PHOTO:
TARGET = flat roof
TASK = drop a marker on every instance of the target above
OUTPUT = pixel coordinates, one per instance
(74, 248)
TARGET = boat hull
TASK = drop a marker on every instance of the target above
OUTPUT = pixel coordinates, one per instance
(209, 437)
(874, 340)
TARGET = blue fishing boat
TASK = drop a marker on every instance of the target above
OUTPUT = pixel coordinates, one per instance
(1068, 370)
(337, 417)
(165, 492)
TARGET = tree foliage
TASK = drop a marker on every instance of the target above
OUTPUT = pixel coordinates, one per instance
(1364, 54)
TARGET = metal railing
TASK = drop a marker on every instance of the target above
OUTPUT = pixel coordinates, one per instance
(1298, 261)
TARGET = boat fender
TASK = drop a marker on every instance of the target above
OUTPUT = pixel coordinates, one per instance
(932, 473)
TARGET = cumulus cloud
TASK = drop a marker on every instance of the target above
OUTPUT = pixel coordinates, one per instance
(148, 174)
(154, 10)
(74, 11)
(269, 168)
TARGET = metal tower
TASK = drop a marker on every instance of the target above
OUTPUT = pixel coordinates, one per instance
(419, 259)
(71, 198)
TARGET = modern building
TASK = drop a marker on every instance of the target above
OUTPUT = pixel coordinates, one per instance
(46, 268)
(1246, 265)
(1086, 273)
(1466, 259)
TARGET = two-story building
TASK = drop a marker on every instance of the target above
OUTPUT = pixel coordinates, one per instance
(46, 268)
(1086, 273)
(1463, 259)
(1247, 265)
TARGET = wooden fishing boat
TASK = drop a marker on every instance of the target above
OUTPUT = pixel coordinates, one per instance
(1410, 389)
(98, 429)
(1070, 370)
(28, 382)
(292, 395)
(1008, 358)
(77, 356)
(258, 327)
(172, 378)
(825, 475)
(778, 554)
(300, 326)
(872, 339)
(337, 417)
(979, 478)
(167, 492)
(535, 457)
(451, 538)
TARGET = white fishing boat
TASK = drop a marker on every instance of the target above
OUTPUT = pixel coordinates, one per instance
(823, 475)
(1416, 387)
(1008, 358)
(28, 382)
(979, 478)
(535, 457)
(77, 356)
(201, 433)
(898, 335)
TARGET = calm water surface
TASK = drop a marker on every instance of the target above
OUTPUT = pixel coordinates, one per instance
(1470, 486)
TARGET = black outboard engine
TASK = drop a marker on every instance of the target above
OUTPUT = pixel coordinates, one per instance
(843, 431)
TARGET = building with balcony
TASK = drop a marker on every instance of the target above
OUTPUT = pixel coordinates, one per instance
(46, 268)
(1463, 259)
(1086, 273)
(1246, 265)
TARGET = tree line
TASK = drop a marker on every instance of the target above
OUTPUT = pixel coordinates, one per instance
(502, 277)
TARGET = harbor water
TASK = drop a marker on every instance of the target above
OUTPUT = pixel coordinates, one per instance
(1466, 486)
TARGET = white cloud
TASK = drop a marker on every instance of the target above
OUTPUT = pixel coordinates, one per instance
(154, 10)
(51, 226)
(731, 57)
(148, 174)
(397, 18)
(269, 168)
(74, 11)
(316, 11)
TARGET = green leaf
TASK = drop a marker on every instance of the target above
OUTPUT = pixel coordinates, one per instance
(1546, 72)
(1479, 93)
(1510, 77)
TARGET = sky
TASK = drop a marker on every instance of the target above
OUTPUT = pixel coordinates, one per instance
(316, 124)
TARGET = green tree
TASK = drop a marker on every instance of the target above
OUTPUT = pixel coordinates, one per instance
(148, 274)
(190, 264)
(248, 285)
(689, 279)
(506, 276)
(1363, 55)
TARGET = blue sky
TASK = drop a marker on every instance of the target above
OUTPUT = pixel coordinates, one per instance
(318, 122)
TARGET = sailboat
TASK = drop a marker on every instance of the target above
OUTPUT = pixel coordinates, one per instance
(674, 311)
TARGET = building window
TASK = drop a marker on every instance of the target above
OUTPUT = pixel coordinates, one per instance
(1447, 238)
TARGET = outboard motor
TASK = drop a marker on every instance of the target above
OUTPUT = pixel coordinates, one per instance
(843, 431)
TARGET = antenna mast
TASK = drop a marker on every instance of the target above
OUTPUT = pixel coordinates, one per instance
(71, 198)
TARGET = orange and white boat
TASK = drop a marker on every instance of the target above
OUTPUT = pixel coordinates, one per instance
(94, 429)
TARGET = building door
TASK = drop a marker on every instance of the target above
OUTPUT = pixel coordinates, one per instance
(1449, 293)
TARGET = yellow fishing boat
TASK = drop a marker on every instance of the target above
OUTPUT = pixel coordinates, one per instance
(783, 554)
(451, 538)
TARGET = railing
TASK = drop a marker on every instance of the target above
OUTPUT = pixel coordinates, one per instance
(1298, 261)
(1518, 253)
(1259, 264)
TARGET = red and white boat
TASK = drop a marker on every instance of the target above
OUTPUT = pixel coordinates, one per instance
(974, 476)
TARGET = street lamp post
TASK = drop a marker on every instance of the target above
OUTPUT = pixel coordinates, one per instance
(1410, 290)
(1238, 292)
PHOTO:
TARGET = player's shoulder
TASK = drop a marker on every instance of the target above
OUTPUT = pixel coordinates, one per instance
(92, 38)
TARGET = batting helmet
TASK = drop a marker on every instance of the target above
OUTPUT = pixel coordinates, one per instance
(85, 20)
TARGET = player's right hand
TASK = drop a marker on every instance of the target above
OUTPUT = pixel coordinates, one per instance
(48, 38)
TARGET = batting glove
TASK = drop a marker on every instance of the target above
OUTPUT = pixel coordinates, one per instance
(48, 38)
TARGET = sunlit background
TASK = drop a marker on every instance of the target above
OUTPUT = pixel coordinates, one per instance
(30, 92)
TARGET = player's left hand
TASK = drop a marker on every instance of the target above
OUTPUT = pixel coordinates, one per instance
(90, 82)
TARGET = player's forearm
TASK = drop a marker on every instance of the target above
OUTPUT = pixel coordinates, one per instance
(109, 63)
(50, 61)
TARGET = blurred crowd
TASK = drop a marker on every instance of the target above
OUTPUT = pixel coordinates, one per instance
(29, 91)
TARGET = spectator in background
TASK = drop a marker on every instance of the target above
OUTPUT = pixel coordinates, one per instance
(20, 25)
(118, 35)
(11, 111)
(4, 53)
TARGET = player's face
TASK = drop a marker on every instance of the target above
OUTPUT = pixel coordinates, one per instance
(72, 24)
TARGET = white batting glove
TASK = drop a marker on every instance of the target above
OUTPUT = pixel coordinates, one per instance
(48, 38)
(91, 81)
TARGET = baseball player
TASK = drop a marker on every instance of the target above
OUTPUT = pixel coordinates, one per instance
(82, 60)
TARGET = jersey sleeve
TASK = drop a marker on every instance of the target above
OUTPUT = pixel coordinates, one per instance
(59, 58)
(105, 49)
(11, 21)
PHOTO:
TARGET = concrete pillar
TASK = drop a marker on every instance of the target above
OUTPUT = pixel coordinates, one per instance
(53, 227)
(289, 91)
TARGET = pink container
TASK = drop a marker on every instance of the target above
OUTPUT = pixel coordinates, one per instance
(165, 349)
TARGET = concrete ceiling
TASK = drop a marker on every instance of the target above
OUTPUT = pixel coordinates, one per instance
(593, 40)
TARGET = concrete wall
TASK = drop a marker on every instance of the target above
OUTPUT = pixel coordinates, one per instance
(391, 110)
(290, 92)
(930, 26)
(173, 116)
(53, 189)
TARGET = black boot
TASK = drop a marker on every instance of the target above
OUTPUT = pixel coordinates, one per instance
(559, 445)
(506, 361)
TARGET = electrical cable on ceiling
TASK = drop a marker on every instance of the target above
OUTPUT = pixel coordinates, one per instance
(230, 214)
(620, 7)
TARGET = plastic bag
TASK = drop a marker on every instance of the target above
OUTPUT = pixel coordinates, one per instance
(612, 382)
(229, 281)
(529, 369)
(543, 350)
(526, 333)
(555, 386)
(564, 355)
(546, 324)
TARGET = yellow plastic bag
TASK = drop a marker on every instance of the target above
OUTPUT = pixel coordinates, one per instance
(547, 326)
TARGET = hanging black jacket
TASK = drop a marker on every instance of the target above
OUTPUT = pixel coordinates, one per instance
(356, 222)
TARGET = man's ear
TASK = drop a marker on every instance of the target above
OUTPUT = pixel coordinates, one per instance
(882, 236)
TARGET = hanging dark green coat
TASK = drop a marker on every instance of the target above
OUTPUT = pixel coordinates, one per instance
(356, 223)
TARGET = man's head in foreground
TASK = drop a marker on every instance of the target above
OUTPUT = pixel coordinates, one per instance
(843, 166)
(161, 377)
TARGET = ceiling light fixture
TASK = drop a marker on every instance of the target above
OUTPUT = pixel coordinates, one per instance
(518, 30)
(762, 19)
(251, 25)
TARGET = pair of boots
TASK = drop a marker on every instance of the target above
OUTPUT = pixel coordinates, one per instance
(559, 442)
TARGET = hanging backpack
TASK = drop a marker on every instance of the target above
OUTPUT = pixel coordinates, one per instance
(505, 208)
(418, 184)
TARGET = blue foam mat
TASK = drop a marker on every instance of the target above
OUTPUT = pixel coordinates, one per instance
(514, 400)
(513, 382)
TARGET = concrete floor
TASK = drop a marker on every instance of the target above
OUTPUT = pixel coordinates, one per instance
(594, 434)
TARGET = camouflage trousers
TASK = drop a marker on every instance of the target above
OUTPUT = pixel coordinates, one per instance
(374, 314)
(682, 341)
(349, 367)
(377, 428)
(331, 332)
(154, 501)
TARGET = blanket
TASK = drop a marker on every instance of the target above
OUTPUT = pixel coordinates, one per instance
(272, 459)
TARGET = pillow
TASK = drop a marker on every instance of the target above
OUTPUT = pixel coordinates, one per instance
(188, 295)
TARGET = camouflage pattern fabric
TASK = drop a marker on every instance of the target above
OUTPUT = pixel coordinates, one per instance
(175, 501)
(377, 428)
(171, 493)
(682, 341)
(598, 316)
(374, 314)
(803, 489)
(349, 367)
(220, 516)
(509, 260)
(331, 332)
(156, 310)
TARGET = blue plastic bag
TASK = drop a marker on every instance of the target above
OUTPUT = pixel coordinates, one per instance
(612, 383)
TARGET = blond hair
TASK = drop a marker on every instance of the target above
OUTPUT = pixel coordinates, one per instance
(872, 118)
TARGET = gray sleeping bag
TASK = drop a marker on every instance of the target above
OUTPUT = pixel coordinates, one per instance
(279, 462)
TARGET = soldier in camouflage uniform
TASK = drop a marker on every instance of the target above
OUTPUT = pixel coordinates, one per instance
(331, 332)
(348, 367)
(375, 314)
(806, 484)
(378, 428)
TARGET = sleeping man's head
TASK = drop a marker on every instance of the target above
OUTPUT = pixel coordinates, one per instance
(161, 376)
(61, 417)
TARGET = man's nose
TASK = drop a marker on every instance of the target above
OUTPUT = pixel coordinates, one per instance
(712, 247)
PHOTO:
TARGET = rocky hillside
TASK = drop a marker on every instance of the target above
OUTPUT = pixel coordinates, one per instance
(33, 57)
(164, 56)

(Aim):
Format the listing above as a Markdown table with the columns Row and Listing line, starting at the line that contains "TARGET = sleeping man's head" and ending with the listing's last line. Number each row and omit blank lines.

(Solution below):
| Row | Listing line |
|---|---|
| 1 | TARGET = sleeping man's head |
| 2 | TASK = drop a marker on every instance of the target above |
| 3 | OUTPUT = pixel coordinates, one per instance |
| 4 | (161, 376) |
| 5 | (61, 417) |
| 6 | TARGET = man's nose |
| 7 | TASK = drop a marker on every instance of the target above |
| 8 | OUTPUT = pixel coordinates, one per instance |
| 9 | (712, 247) |
| 10 | PHOTO: |
| 11 | TARGET = rocky hillside |
| 12 | TASK = drop a marker on every instance of the target above |
| 13 | OUTPUT = pixel coordinates, one per instance |
| 14 | (33, 57) |
| 15 | (164, 56) |